-- Begin RECORD EXTRACTS --
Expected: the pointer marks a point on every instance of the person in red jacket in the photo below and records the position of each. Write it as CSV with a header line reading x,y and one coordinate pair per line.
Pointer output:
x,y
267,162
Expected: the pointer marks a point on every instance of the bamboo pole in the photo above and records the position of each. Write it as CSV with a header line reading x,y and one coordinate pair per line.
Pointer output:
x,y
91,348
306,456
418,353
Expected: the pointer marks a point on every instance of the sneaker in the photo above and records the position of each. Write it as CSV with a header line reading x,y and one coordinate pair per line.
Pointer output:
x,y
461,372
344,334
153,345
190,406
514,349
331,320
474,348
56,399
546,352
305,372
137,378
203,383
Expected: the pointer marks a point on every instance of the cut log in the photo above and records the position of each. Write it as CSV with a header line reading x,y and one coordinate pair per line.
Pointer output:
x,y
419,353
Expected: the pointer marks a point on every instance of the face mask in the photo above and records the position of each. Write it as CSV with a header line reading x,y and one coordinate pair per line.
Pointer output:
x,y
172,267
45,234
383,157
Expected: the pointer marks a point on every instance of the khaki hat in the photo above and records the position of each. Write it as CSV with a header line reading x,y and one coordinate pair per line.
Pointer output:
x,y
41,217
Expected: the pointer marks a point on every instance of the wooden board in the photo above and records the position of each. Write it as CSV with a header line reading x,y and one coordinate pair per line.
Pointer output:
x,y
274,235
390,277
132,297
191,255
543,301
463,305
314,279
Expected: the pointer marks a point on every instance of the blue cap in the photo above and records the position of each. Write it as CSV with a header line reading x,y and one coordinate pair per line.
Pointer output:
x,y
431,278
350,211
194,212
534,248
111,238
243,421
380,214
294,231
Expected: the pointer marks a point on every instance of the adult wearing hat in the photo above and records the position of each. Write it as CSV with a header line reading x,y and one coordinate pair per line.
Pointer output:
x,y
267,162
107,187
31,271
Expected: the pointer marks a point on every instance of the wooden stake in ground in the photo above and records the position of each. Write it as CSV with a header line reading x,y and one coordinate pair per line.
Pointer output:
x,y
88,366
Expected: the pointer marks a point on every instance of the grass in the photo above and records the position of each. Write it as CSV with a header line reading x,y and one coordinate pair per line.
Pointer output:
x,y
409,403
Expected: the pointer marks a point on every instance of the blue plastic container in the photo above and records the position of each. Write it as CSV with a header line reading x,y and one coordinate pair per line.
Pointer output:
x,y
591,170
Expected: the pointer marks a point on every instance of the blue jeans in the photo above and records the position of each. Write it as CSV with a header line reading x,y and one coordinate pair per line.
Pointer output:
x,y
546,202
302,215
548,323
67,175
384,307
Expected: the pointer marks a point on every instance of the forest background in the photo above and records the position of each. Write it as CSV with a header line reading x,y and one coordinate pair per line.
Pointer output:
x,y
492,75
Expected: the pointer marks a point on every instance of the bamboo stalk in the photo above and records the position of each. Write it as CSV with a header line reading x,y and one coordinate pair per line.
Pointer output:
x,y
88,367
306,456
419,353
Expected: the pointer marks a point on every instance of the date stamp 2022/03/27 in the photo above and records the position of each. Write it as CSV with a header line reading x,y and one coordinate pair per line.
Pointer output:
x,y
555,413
-- End RECORD EXTRACTS --
WHAT TO DO: Every line from the one containing "of the forest" through the last line of the entries must be written out verbatim, and no other line.

SOLUTION:
Expected: the pointer marks a point on every instance of the forest background in the photo above and records the position of each. Write it as CSV with a header line reading x,y and one coordinate pair per line.
Pointer output:
x,y
492,75
Expected: the pointer marks a point on every instance of the bamboo stalk in the photo above and records the position of each. Write it as CSV with a header line reading x,y and one coordinate pair per line.
Pointer output:
x,y
88,367
306,456
419,353
Expected: the pointer marks a point on every instance of the date stamp 2022/03/27 in the photo above and records the position of each. Write it as CSV with a header line reading x,y and one coordinate pair per line.
Pointer output:
x,y
555,413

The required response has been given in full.